▶ _Task_: Retype the material in full, keeping every word the same.

▶ _Entries provided_:

::::::::

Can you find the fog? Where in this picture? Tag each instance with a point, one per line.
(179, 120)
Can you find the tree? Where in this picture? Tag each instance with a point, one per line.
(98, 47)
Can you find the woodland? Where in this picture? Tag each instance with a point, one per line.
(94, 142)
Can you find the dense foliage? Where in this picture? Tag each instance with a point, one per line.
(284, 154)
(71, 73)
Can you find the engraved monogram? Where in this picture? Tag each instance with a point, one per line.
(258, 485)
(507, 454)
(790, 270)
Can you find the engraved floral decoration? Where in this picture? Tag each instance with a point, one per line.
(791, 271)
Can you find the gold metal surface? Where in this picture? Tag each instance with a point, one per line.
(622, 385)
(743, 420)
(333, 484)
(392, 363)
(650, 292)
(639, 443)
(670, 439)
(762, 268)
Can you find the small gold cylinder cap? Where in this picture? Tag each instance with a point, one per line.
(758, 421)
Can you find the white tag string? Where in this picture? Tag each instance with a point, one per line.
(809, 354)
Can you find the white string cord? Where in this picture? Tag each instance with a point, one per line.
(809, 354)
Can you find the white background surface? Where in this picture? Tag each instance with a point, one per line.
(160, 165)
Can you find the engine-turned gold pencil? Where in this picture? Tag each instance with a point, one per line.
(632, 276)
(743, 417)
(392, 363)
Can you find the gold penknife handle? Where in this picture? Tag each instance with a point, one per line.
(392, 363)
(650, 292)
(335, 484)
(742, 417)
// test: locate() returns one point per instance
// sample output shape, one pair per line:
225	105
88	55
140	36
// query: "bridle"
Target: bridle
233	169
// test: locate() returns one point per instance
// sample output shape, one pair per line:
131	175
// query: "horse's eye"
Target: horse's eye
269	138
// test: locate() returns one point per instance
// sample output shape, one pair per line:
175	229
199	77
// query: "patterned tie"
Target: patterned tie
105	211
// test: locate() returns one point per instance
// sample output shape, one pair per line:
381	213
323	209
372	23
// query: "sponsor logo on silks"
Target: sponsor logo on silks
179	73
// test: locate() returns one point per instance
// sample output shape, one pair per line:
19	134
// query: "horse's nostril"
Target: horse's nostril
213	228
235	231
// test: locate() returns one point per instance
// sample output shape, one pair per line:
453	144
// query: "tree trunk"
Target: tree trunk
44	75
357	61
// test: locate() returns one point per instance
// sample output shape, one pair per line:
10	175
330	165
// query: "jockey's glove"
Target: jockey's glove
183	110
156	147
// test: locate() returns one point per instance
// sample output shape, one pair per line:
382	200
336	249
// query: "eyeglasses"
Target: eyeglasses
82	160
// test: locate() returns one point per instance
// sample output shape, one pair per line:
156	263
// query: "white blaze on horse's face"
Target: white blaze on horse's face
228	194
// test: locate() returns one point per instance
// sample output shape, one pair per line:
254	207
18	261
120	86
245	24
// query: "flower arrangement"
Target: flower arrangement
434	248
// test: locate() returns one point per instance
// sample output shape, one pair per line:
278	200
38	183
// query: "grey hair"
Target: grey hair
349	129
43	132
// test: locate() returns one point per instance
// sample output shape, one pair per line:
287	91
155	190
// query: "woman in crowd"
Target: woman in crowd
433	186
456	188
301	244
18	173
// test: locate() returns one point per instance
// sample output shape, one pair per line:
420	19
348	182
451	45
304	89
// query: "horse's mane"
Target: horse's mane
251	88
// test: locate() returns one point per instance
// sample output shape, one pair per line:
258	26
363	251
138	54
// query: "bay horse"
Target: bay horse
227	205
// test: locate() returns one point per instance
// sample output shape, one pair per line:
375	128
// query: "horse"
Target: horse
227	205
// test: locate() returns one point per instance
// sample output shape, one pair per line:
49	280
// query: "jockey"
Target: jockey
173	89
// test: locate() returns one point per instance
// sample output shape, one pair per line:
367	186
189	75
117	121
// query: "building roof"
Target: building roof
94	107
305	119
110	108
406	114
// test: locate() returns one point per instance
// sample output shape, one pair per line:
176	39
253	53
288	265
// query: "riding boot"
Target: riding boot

::::::::

▶ _Full solution_:
Can you find the fog? Where in this picture? Tag each instance with a point, one per line.
(179, 120)
Can you find the tree? Where in this picture? Tag each instance with a point, one per line.
(98, 47)
Can you find the woodland? Where in this picture? Tag each instance with a point, one per line.
(94, 142)
Can you find the dense foliage? Where in this picture? Tag each instance with a point, one per line.
(284, 154)
(71, 73)
Can you find the engraved monogram? Where in this picture? Tag each instance with a point, one per line.
(258, 485)
(507, 454)
(790, 270)
Can you find the engraved floral decoration? Where in this picture? Tag each instance with a point, one per line.
(791, 271)
Can you find the gold metal surface? Where in this picture? Tag each instance with a point, one per line.
(622, 385)
(743, 420)
(333, 484)
(392, 363)
(650, 292)
(639, 443)
(670, 439)
(762, 268)
Can you find the small gold cylinder cap? Where in this picture? Tag each instance with a point, one per line.
(758, 421)
Can you find the white tag string? Where in this picture? Tag each instance with a point, one per line.
(809, 354)
Can you find the white string cord? Where in this picture? Tag each instance with a point, one per line.
(809, 354)
Can you find the white background surface? Where in this picture? Tag each instance with a point, one per line.
(160, 165)
Can you find the engine-turned gold pencil? Where in this picture? Tag each instance with a point, one per line.
(632, 276)
(743, 417)
(392, 363)
Can you find the gold penknife handle? Where in this picture? Tag each instance with a point, one per line.
(392, 363)
(650, 292)
(335, 484)
(742, 417)
// test: locate() returns one point per instance
// sample output shape, one pair per line:
225	105
88	55
140	36
// query: "bridle"
Target: bridle
233	169
// test: locate() returns one point per instance
// sample output shape, one pair per line:
131	175
// query: "horse's eye"
Target: horse's eye
269	138
// test: locate() returns one point per instance
// sample output shape, one pair per line:
175	229
199	77
// query: "patterned tie"
Target: patterned tie
105	211
// test: locate() returns one point per instance
// sample output shape, one pair per line:
381	213
323	209
372	23
// query: "sponsor logo on silks"
Target: sponsor logo on silks
179	73
// test: locate() returns one point per instance
// sample output shape, one pair per line:
19	134
// query: "horse's nostril"
Target: horse's nostril
213	228
235	231
// test: locate() returns one point per instance
// sample output shape, one pair per line:
453	144
// query: "tree trunk"
Target: tree trunk
44	75
357	61
// test: locate() returns one point per instance
// sample output shape, one pair per line:
10	175
330	165
// query: "jockey's glove"
Target: jockey's glove
183	110
156	147
// test: locate() returns one point per instance
// sample output shape, one pair per line:
382	200
336	249
// query: "eyeglasses"
Target: eyeglasses
82	160
// test: locate() returns one point per instance
// sample output shape, one pair per line:
156	263
// query: "white blaze on horse's face"
Target: white blaze on horse's face
228	194
// test: locate() returns one point per instance
// sample output shape, one pair per line:
254	207
18	261
120	86
245	24
// query: "flower arrangement"
Target: flower arrangement
434	248
// test: locate() returns one point per instance
// sample output shape, one pair per line:
278	200
38	183
// query: "grey hair"
Target: grey hair
349	129
43	132
// test: locate() returns one point per instance
// sample output shape, one pair per line:
287	91
155	190
// query: "woman in crowd"
Target: woman in crowd
433	186
456	188
301	244
18	173
// test: locate() returns one point per instance
// sample output shape, one pair per line:
420	19
348	182
451	45
304	89
// query: "horse's mane"
Target: horse's mane
251	88
// test: locate() returns one point per instance
// sample output shape, one pair per line:
258	26
363	251
138	54
// query: "bay horse"
Target: bay horse
227	205
// test: locate() returns one point per instance
// sample output shape, one pair per line:
375	128
// query: "horse"
Target: horse
227	205
// test: locate() returns one point per instance
// sample output shape, one pair per line:
49	280
// query: "jockey"
Target: jockey
173	89
// test: locate() returns one point per instance
// sample output shape, one pair per line:
367	186
189	75
117	121
// query: "building roof"
Target: building roof
94	107
305	119
110	108
406	114
// test: locate() returns one point per instance
// sample output shape, one pair per line:
176	39
253	53
288	265
// query: "riding boot"
Target: riding boot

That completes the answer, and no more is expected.